━━━━━ DOCUMENT

In 1982 Jacqueline Pigeot published Michiyuki-bun (Maisonneuve et Larose), her exhaustive study of "the poetics of travel" in classical Japan. Pages 275-76 of that book, a chapter appendix entitled "Components for a History of Asobime," constitute a sketch of what a book-length cultural history of female entertainers in the Heian and early Kamakura periods might look like. The gestation period lasted twenty years, but those two pages have now materialized into an intriguing and equally exhaustive survey of the lives and cultural roles of the women known as asobi, yūjo, kugutsu, and shirabyōshi, as well as by some other names, throughout the eleventh, twelfth, and thirteenth centuries. Pigeot's book takes the form of introductions to and discussions of a very substantial number of primary sources, many of which have been translated by the author, and which she has grouped thematically into five chapters.

Chapter 1 ("Life and Conditions of the Courtesans") discusses sources of the eleventh and twelfth centuries devoted to or featuring female entertainers. Anyone who has looked into the subject will know the main texts and will find that Pigeot has [End Page 422] covered them all, and more. It is hard to imagine that any significant crumbs have been overlooked. The chapter covers topics such as different categories of women, their appellations (and possible connections between the two—the usual distinction between asobi as prostitute-entertainers who worked the waterfront and kugutsu as mostly itinerant and active along overland routes obviously oversimplifies things), customers, and devotional practices. After laying the ground, Pigeot ends with the question of the social status of these women. This topic she introduces with the observation that most texts of a seemingly documentary nature are in fact kanbun texts that adhere to literary standards. Their "evocations of the yūjo," she goes on to note, are "nothing less than prudish" (p. 58). That said, Heian society showed tolerance of a broad spectrum of sexual behavior, and "marriage" meant little more than a long-term relationship with a partner of the same class. In such a setting, the courtesans, as Pigeot usually calls them, were treated with respect and uniform courtesy ("un égale bonhomie," p. 59). Social and sexual codes differed from those in China or India and certainly from those of medieval Europe. This theme of unusual social acceptance of female entertainers persists in the next chapters. Warrior culture and the ensuing new ideal of womanhood (chaste wife and devoted mother) meant the end of this attitude towards female performers.

━━━━━━━━━━

§ **SET EXERCISE A**
Return each line of the records below that contains the string "instance", treating uppercase and lowercase letters as different.

━━━━━ DATA PROVIDED

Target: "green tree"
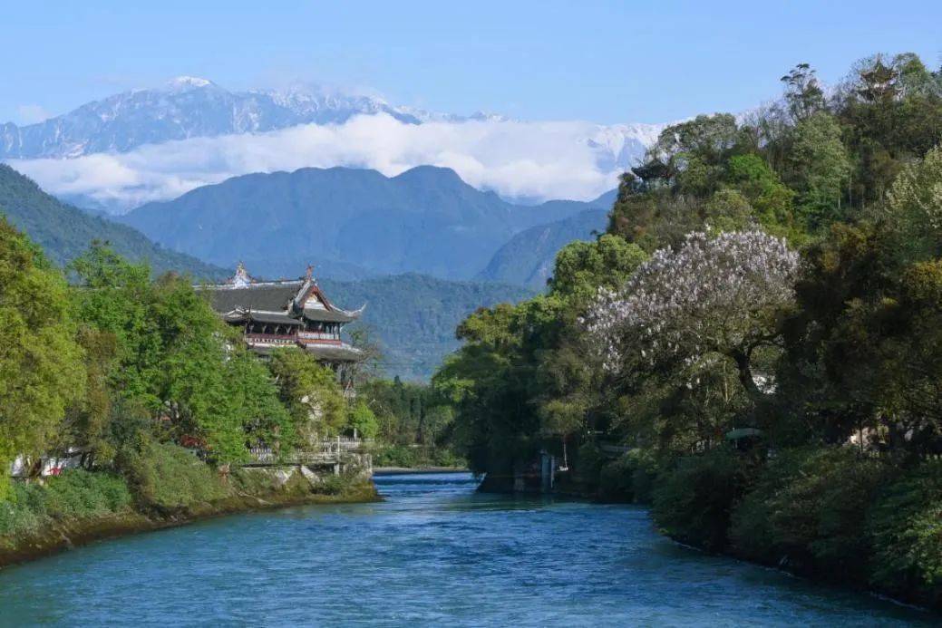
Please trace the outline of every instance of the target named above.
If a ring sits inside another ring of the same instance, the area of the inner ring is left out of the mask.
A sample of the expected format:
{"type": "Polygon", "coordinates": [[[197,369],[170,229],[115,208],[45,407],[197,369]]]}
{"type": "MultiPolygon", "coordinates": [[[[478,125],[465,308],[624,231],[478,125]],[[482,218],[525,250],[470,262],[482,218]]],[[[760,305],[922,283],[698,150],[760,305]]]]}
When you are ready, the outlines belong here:
{"type": "Polygon", "coordinates": [[[357,436],[365,439],[376,438],[380,432],[380,422],[365,401],[357,402],[350,410],[348,425],[357,436]]]}
{"type": "Polygon", "coordinates": [[[61,273],[0,218],[0,481],[17,455],[46,452],[83,395],[72,308],[61,273]]]}
{"type": "Polygon", "coordinates": [[[347,423],[347,401],[333,372],[305,351],[276,351],[269,364],[299,446],[317,444],[347,423]]]}
{"type": "Polygon", "coordinates": [[[839,218],[851,160],[834,116],[818,112],[795,126],[791,162],[799,203],[809,226],[818,228],[839,218]]]}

━━━━━━━━━━

§ **SET EXERCISE B**
Please copy the review of Jacqueline Pigeot's book above in full, word for word.

§ **EXERCISE SOLUTION A**
Please trace the outline of every instance of the target named above.
If a ring sits inside another ring of the same instance, the area of the inner ring is left out of the mask.

§ **EXERCISE SOLUTION B**
In 1982 Jacqueline Pigeot published Michiyuki-bun (Maisonneuve et Larose), her exhaustive study of "the poetics of travel" in classical Japan. Pages 275-76 of that book, a chapter appendix entitled "Components for a History of Asobime," constitute a sketch of what a book-length cultural history of female entertainers in the Heian and early Kamakura periods might look like. The gestation period lasted twenty years, but those two pages have now materialized into an intriguing and equally exhaustive survey of the lives and cultural roles of the women known as asobi, yūjo, kugutsu, and shirabyōshi, as well as by some other names, throughout the eleventh, twelfth, and thirteenth centuries. Pigeot's book takes the form of introductions to and discussions of a very substantial number of primary sources, many of which have been translated by the author, and which she has grouped thematically into five chapters.

Chapter 1 ("Life and Conditions of the Courtesans") discusses sources of the eleventh and twelfth centuries devoted to or featuring female entertainers. Anyone who has looked into the subject will know the main texts and will find that Pigeot has [End Page 422] covered them all, and more. It is hard to imagine that any significant crumbs have been overlooked. The chapter covers topics such as different categories of women, their appellations (and possible connections between the two—the usual distinction between asobi as prostitute-entertainers who worked the waterfront and kugutsu as mostly itinerant and active along overland routes obviously oversimplifies things), customers, and devotional practices. After laying the ground, Pigeot ends with the question of the social status of these women. This topic she introduces with the observation that most texts of a seemingly documentary nature are in fact kanbun texts that adhere to literary standards. Their "evocations of the yūjo," she goes on to note, are "nothing less than prudish" (p. 58). That said, Heian society showed tolerance of a broad spectrum of sexual behavior, and "marriage" meant little more than a long-term relationship with a partner of the same class. In such a setting, the courtesans, as Pigeot usually calls them, were treated with respect and uniform courtesy ("un égale bonhomie," p. 59). Social and sexual codes differed from those in China or India and certainly from those of medieval Europe. This theme of unusual social acceptance of female entertainers persists in the next chapters. Warrior culture and the ensuing new ideal of womanhood (chaste wife and devoted mother) meant the end of this attitude towards female performers.